ЗАДАНИЯ.
(1) Продублируйте дословно часть интервью с В.И. Даниловым-Данильяном: начните со слов «Каждый последний четверг» и остановитесь после слов «и природа, вечна.».
(2) Ответьте на вопросы по интервью с В.И. Даниловым-Данильяном, обозначив ответы теми же буквами.
(a) Когда В.И. Данилов-Данильян проводит в институте музыкальные гостиные?
(b) В каком году он пошел в Центральный экономико-математический институт?
(c) Каким отделом он заведовал в Институте системного анализа?
(3) Напишите продолжение интервью с В.И. Даниловым-Данильяном, начиная сразу после его последней фразы.

ФРАГМЕНТ ТЕКСТА.
============================================================

Член-корреспондент РАН Виктор Иванович Данилов-Данильян – специалист по математическому моделированию, эколог, экономист. В 1990-е гг. возглавлял федеральное Министерство природных ресурсов и Госкомэкологию, потом стал директором Института водных проблем РАН, теперь – его научный руководитель.

Каждый последний четверг месяца В.И. Данилов-Данильян проводит в родном институте музыкальные гостиные, где читает лекции, а затем погружает слушателей в классическую музыку. Если не знать, что он выдающийся ученый, можно было бы подумать, что он профессиональный музыковед. Но одно другому не мешает. Наоборот, помогает, уверен В.И. Данилов-Данильян: ведь музыка вдохновляет и дает силы. И она, как и природа, вечна.

 

 – Виктор Иванович, вы занимали высокие посты, ваше имя было у многих на слуху. Как вы, математик, выпускник мехмата МГУ, связали свою научную жизнь с водной средой?

– Я не очень стремился на мехмат, хотя у меня в школьные годы было заработано пять премий на математических олимпиадах. Меня интересовала не столько математика как таковая, сколько математизация, поэтому я окончил мехмат по кафедре вычислительной математики. Получив диплом математика, я все время посматривал по сторонам, куда бы эту математику приложить так, чтобы мне было интересно.

Такая область, конечно же, нашлась. Это была экономика. После окончания университета я по распределению три с лишним года отработал в вычислительном центре МГУ, а потом, в 1964 г., пошел в только что организовавшийся Центральный экономико-математический институт. Я был среди первых сотрудников этого института. Занимаясь применением математических методов в экономических исследованиях, я постоянно сталкивался с таким понятием, как природные ресурсы.

Но конкретно природно-ресурсной проблематикой я стал заниматься только с 1976 г., когда из Центрального экономико-математического института перешел в недавно созданный Институт системного анализа. Там я был заведующим отделом системных исследований социально-экономических процессов. А это не только ресурсы, но и общая экологическая тематика. Она напрямую вошла в мои исследования. С 1976 г. у меня появились статьи по экологии. Кстати, среди них была чуть ли не первая публикация в научном журнале, в которой подвергался сомнению проект поворота сибирских рек и так называемой северной переброски из Северной Двины, Печоры в Волжский бассейн и Каспийское море.

– Что же вы там написали?

– Что этот проект вызывает множество возражений и прежде чем его принимать для реализации, нужно эти возражения каким-то образом разрешить и развеять сомнения. Это было за несколько лет до того, как развернулось широкое общественное движение против этих двух проектов и они были остановлены.

============================================================

ПРЕДСТАВЛЕННЫЕ ДАННЫЕ.
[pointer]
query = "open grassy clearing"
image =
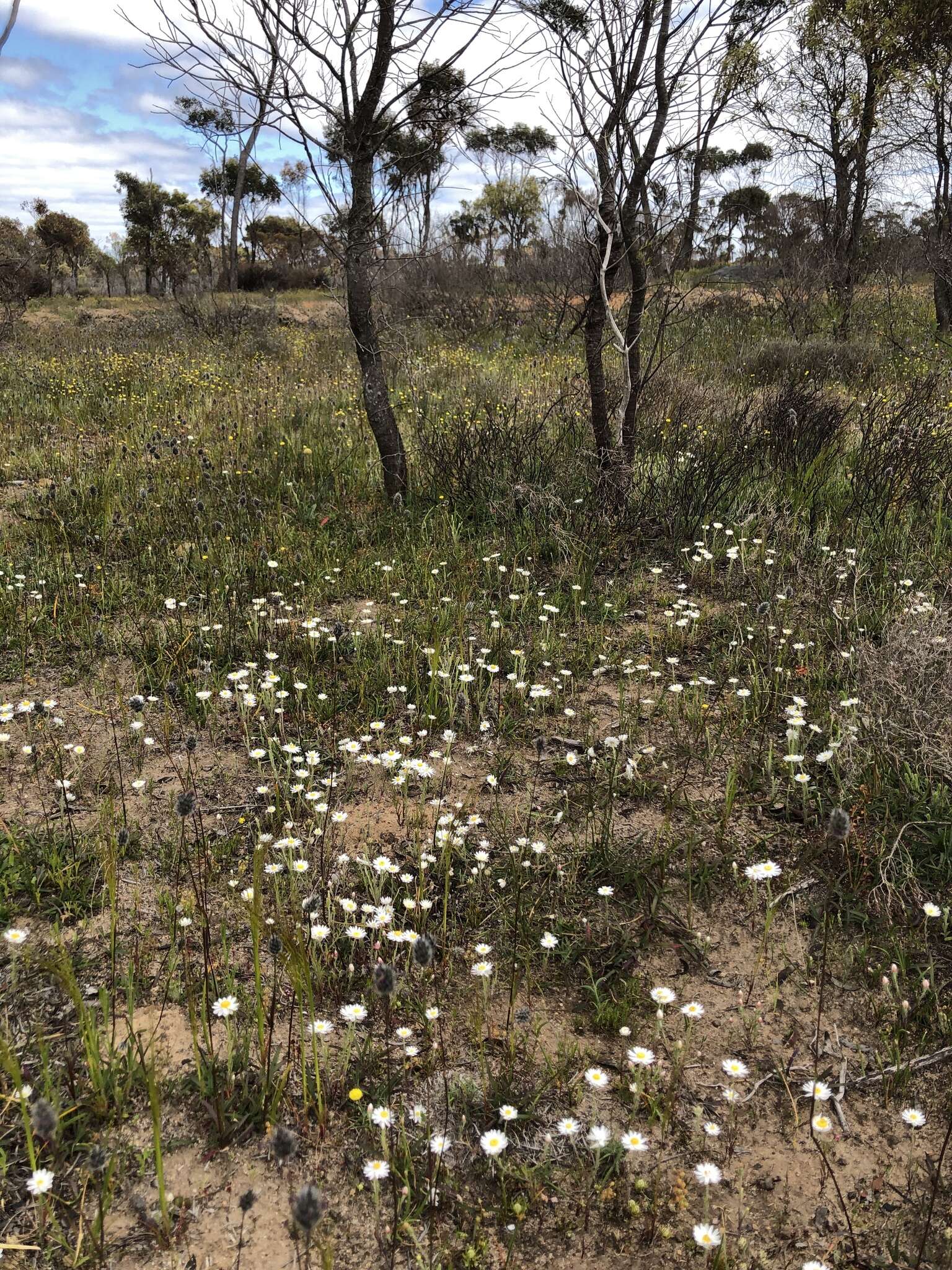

============================================================

ОТВЕТЫ К ЗАДАНИЯМ.
(1)
Каждый последний четверг месяца В.И. Данилов-Данильян проводит в родном институте музыкальные гостиные, где читает лекции, а затем погружает слушателей в классическую музыку. Если не знать, что он выдающийся ученый, можно было бы подумать, что он профессиональный музыковед. Но одно другому не мешает. Наоборот, помогает, уверен В.И. Данилов-Данильян: ведь музыка вдохновляет и дает силы. И она, как и природа, вечна.

(2)
(a) Каждый последний четверг месяца.
(b) В 1964 г.
(c) Отделом системных исследований социально-экономических процессов.

(3)
Какие еще проекты вам удалось остановить?

– Будучи министром природных ресурсов и охраны окружающей среды, а потом председателем Госкомэкологии, я отвечал за экологическую экспертизу. Это были 1990-е гг., и в те годы экологическая экспертиза вела себя очень строго. У нас было больше 30% отвергнутых проектов именно по отрицательному вердикту самой экологической экспертизы.

– А сейчас?

– Знаю, что в 2000 г. все это рухнуло. В 2000-е гг. количество отвергнутых проектов было меньше 3%. Причем в число отвергнутых включались уже и те, которые фактически не были приняты по формальным причинам.

Вы долгие годы возглавляли Институт водных проблем, а сейчас – его научный руководитель. Как получилось, что вы стали директором этого института?

– Этот институт был главной научной организацией по исследованию проблем переброски рек. Когда эти проекты разрабатывались, институт их горячо отстаивал. Я, правда, не думаю, что 100% сотрудников института были за эти проекты. Видимо, внутренняя оппозиция, пусть даже тихая, но была. Тем не менее все воспринимали этот институт в качестве научного лидера деятельности по подготовке переброски рек.

То есть он должен был научно обосновать такую необходимость?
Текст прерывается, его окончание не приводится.